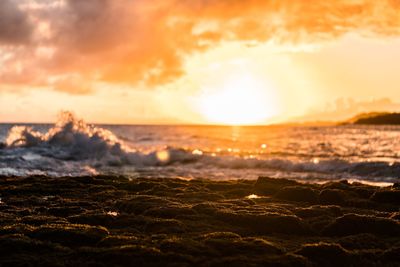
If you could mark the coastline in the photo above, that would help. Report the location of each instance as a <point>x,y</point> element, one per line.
<point>115,221</point>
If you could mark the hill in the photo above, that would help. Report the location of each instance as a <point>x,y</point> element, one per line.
<point>376,118</point>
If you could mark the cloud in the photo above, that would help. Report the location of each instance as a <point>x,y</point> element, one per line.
<point>15,27</point>
<point>145,41</point>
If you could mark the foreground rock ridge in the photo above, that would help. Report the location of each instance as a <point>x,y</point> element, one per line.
<point>116,221</point>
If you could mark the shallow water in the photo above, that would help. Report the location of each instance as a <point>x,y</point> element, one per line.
<point>72,147</point>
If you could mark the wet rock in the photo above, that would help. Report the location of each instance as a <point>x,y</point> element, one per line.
<point>387,196</point>
<point>362,241</point>
<point>318,210</point>
<point>266,223</point>
<point>298,193</point>
<point>70,235</point>
<point>269,186</point>
<point>351,224</point>
<point>326,254</point>
<point>333,197</point>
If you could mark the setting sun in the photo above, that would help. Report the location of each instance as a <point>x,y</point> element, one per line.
<point>239,100</point>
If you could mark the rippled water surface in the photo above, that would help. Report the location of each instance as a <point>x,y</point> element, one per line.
<point>71,147</point>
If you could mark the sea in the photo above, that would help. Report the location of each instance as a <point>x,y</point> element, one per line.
<point>72,147</point>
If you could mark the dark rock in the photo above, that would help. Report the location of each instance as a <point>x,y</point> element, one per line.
<point>387,196</point>
<point>333,197</point>
<point>326,254</point>
<point>269,186</point>
<point>298,193</point>
<point>362,241</point>
<point>71,234</point>
<point>352,224</point>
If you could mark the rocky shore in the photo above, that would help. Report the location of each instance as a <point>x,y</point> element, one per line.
<point>116,221</point>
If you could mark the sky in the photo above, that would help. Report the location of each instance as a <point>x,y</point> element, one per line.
<point>205,61</point>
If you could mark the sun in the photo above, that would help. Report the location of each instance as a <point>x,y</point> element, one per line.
<point>239,100</point>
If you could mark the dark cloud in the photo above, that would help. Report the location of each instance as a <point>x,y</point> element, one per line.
<point>144,41</point>
<point>14,25</point>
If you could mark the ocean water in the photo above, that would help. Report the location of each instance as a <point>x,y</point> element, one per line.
<point>72,147</point>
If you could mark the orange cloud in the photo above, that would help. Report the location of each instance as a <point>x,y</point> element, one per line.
<point>144,41</point>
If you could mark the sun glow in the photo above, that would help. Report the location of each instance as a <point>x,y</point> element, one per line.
<point>240,100</point>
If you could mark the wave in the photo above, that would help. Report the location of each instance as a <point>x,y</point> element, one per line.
<point>72,145</point>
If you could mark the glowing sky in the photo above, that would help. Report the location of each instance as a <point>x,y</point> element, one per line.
<point>176,61</point>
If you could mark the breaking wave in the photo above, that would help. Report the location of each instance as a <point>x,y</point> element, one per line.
<point>74,147</point>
· · · · ·
§ **Exercise description**: Please copy out the entries above exactly as they appear, but skip their images.

§ **Your response**:
If you could mark the coastline in the photo above, that would help. Report the location of each instance as a <point>x,y</point> element, one per line.
<point>115,221</point>
If you could mark the hill in the photo above, that would help. Report the location of each instance as a <point>x,y</point> element, one per line.
<point>376,118</point>
If you could mark the cloud in the photo above, that would help. Report the location of each instance as a <point>x,y</point> element, one per line.
<point>15,27</point>
<point>145,41</point>
If you could mark the foreground rock ridge in the photo above, that would help. Report the location of each instance as a <point>x,y</point> element, one per line.
<point>116,221</point>
If you could mark the shallow water in the photo above, that would help. Report the location of each instance as a <point>x,y</point> element, one per line.
<point>72,147</point>
If you could mark the wet rock in the photo above, that would help. Report the location of each instance as a <point>x,y</point> element, one per line.
<point>387,196</point>
<point>362,241</point>
<point>318,210</point>
<point>266,223</point>
<point>298,193</point>
<point>70,235</point>
<point>269,186</point>
<point>351,224</point>
<point>326,254</point>
<point>333,197</point>
If you could mark the setting sun in the photo above, that would help. Report the location of each instance as a <point>x,y</point> element, one per line.
<point>239,100</point>
If you could mark the rippled water surface in the photo above, that would help. Report the location of each instance as a <point>x,y</point> element, one per line.
<point>71,147</point>
If you could mark the sea in the photo above, that would help. Report the location of each instance as a <point>x,y</point> element, one per line.
<point>72,147</point>
If you could mark the dark rock in the photo above, that would help. Report the location of each instance as a <point>x,y</point> element, one per line.
<point>387,196</point>
<point>333,197</point>
<point>326,254</point>
<point>269,186</point>
<point>298,193</point>
<point>362,241</point>
<point>71,234</point>
<point>352,224</point>
If you could mark the rocky shore in the photo above, that would help. Report the location of each instance as a <point>x,y</point> element, one per line.
<point>116,221</point>
If you could mark the sky in the photo above, that would help. Report the location of each instance as a <point>x,y</point> element, one per line.
<point>205,61</point>
If you could mark the sun in the photo above, that would help. Report the location of each instance as a <point>x,y</point> element, one per line.
<point>239,100</point>
If you could mark the dark cloud in the photo above, that would help. Report the location of each instance as a <point>x,y</point> element, one per line.
<point>144,41</point>
<point>14,25</point>
If you could mark the ocean water in the photo above, that would help. Report the location of each instance as a <point>x,y</point> element, one per line.
<point>72,147</point>
If you could mark the orange cloud in the photo above, that would help. Report the location of each instance as a <point>x,y</point> element, one per line.
<point>144,41</point>
If you could mark the sun glow in the photo above, that would help. Report the location of each instance as a <point>x,y</point> element, one per line.
<point>240,100</point>
If you could mark the wave in the photo above, that would help. Report the location of each instance as a <point>x,y</point> element, one per line.
<point>72,145</point>
If you could mark the glowing sky in the photo above, that would help. Report the location of each instance as a <point>x,y</point> element, one per line.
<point>176,61</point>
If you could mark the breaking wave in the photo above, that would help. Report the location of each instance as a <point>x,y</point> element, one per line.
<point>74,147</point>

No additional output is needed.